### Text extract
Recently, I was asked to look at marketing performance for a company in Chicago. The company told me, “on average, we make about $100 per transaction.” At first glance, they appeared to be spot on.

Daily averages showed a nice normal distribution with a mean of $100.\

average_orders

With that knowledge in mind, the company had set a hard and fast CPA goal which could take into account profit margin and all of the other goodies! All of the marketing tactics and materials were developed and targeted for the average customer at the average price of $100.

Sounds great, what’s the problem?

First of all, transactions are different than customers. One customer can make multiple transactions! Let’s put that point aside for now and assume each person is only buying once. The company’s numbers weren’t wrong but they didn’t accurately describe what was going on. Take a look at the chart below:

segmented_orders

The company offers two different ways to purchase their products, online and in-store. Clearly, there is a discrepancy between the shopping behaviors. Those who are buying in a store are spending an average of $110 and online the average is $90 per purchase.

Now you have two averages rather than one, is that actually better?

With the technology we have today, it is easier now than ever to figure out what creates these discrepancies and how to make the most out of them.

In the case of this company: 

  • Every online purchase was given a 10% discount if the customer signed up for an email newsletter
  • Discounts through affiliate programs were attached to the majority of online orders
  • In store purchasing capitalized on upselling techniques by salespeople 
  • Stores had a prominent display of multiple pricing options, which created larger variance compared to online (which should help merchandisers)

Now the business can approach online vs. offline marketing with a bit more knowledge, so I would say it’s a great thing to have two averages!

Keep in mind the average customer is not a real person. While you can tailor your marketing to this group, make sure you’re not wasting your money. Drill into your data where necessary but don’t go too far. Knowing where to slice and dice takes skill and effort – don’t try this at home!

I’ll save the changes in strategy for another post, thanks for reading!

**FYI** In this post, the story is real but the data is simulated (for the sake of privacy). While real data is always much messier, I hope you’ll find some of this useful.

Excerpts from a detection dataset

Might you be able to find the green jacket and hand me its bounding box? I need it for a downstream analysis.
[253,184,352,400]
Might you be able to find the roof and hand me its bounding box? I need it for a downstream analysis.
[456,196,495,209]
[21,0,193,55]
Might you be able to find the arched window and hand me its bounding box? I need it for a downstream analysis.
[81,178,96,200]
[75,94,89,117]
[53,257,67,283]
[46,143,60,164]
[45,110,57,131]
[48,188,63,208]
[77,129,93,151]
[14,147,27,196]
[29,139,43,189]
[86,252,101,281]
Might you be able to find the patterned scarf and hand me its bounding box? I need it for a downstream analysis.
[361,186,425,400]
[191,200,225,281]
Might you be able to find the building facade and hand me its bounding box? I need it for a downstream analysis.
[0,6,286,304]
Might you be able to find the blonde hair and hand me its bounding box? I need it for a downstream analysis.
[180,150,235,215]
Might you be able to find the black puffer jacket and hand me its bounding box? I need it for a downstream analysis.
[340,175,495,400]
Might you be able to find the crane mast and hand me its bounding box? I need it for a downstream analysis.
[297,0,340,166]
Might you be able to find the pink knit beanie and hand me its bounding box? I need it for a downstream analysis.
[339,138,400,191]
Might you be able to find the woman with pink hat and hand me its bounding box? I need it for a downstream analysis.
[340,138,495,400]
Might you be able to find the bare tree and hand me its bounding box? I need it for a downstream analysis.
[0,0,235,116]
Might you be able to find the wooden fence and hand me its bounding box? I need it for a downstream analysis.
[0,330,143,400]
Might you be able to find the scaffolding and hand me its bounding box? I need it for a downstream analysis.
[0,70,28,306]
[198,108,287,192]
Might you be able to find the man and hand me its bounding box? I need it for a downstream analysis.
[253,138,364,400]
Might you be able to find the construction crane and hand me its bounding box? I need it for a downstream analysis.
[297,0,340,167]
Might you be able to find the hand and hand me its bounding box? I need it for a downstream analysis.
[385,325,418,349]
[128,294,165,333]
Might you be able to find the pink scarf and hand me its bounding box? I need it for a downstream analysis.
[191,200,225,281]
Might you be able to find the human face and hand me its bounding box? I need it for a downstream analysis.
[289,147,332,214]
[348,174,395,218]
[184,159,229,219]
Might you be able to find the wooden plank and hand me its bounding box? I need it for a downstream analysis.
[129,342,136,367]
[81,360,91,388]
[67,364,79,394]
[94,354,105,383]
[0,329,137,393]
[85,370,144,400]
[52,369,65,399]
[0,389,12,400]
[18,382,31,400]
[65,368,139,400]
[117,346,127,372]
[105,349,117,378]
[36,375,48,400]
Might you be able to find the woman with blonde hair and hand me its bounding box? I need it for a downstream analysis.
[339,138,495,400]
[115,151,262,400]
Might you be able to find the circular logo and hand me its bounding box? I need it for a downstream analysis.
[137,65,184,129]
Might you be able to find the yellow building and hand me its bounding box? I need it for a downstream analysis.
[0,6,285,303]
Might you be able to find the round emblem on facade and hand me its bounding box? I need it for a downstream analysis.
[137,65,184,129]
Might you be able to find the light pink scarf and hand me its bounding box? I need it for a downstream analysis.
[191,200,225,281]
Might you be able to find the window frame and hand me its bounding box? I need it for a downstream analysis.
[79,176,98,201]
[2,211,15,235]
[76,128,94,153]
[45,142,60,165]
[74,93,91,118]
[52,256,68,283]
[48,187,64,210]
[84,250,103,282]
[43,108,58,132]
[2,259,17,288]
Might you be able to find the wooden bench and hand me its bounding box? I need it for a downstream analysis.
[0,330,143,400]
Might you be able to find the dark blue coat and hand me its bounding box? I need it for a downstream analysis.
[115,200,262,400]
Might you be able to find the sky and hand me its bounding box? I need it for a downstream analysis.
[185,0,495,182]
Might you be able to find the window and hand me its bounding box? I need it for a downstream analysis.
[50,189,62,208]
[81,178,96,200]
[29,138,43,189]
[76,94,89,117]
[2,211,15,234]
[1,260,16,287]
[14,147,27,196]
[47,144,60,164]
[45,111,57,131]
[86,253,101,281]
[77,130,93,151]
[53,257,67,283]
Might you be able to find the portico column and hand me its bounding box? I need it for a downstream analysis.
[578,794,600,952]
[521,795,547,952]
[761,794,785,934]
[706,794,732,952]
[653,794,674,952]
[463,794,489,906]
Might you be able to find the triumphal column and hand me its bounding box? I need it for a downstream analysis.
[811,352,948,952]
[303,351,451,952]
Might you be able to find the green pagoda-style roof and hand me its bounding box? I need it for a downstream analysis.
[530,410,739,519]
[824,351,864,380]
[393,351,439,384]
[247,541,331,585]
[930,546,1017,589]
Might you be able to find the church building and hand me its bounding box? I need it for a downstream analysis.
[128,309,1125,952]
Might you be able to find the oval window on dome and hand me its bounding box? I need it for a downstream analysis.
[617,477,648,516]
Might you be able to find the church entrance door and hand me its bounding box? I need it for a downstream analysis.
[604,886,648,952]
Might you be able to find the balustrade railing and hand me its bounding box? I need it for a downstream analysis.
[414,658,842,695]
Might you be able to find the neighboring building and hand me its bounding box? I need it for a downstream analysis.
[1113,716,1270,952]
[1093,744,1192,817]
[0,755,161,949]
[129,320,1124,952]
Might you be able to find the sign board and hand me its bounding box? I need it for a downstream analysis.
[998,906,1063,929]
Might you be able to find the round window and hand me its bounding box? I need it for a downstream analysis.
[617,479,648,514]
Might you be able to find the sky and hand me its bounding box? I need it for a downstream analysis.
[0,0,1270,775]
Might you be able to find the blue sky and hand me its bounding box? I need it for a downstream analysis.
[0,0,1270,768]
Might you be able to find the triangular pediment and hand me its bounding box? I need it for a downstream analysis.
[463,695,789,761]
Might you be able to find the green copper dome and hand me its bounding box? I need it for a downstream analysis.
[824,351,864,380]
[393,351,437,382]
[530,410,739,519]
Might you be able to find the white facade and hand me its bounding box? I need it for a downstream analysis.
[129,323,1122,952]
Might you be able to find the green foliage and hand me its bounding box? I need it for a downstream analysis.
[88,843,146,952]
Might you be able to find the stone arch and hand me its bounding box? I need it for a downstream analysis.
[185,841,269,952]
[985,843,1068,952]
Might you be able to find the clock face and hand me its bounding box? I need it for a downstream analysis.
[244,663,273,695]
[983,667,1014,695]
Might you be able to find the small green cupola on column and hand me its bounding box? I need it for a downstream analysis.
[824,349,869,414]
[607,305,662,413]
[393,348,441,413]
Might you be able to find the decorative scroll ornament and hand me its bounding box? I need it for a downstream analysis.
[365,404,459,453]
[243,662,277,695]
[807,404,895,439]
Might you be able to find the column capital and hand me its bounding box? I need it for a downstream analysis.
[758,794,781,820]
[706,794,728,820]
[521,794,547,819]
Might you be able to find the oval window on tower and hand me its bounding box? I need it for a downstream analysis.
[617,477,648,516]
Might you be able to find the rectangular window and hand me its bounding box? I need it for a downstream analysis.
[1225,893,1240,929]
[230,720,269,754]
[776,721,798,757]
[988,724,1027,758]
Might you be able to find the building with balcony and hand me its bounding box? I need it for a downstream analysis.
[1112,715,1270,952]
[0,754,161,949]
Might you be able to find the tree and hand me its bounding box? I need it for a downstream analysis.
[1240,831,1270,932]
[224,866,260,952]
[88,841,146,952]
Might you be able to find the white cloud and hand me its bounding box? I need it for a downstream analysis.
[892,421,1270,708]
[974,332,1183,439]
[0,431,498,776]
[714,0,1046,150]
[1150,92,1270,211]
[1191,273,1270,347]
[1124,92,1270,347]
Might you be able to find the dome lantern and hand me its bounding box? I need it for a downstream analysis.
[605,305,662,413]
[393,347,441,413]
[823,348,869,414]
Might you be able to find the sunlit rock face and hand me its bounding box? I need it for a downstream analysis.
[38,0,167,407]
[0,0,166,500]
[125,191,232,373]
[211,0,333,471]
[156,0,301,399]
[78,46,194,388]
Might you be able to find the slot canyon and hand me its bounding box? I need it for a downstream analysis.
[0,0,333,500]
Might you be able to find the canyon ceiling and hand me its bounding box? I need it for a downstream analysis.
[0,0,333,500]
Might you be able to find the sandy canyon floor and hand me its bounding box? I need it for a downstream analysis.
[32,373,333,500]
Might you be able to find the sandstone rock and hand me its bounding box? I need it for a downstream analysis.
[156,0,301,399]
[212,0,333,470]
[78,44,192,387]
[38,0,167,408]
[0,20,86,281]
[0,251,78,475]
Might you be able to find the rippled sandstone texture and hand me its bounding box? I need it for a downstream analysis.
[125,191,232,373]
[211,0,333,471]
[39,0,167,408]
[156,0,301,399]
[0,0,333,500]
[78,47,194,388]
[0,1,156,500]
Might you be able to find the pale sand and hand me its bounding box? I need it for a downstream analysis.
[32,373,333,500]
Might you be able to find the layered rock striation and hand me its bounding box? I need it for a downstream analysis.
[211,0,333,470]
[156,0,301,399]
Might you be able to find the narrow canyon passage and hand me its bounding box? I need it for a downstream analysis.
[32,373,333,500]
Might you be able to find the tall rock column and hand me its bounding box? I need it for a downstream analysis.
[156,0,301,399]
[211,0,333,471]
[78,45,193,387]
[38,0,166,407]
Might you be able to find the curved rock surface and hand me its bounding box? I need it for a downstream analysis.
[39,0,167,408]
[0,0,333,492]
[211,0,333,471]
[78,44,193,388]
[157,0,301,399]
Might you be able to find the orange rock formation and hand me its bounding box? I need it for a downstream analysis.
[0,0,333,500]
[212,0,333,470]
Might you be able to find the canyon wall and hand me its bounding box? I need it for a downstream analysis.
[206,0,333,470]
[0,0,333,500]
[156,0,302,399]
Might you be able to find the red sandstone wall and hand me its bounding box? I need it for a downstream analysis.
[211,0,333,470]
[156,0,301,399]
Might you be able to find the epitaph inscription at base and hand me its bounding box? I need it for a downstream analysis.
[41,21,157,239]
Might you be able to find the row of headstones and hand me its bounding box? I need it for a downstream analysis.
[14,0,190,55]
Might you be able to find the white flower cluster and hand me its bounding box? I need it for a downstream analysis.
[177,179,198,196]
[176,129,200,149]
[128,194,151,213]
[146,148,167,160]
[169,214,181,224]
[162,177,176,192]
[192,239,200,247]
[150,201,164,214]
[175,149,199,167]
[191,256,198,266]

### Exercise tasks
1/ From the text on average transaction value, list each circumstance given for this company's difference in spending between online and in-store purchases.
2/ In the text on average transaction value, condense the paragraph beginning "The company offers two different ways" into a single shorter sentence that keeps its main facts.
3/ Retype the stretch from "Sounds great, what’s" through "the average is $90 per purchase." in the text on average transaction value, without changes.

### Replies
1/
- Every online purchase received a 10% discount if the customer signed up for an email newsletter.
- Discounts through affiliate programs were attached to the majority of online orders.
- In-store purchasing capitalized on upselling techniques by salespeople.
- Stores had a prominent display of multiple pricing options, which created larger variance compared to online.

2/ The company sells both online and in-store, and shopping behavior differs between the two: in-store purchases average $110, while online purchases average $90.

3/
Sounds great, what’s the problem?

First of all, transactions are different than customers. One customer can make multiple transactions! Let’s put that point aside for now and assume each person is only buying once. The company’s numbers weren’t wrong but they didn’t accurately describe what was going on. Take a look at the chart below:

segmented_orders

The company offers two different ways to purchase their products, online and in-store. Clearly, there is a discrepancy between the shopping behaviors. Those who are buying in a store are spending an average of $110 and online the average is $90 per purchase.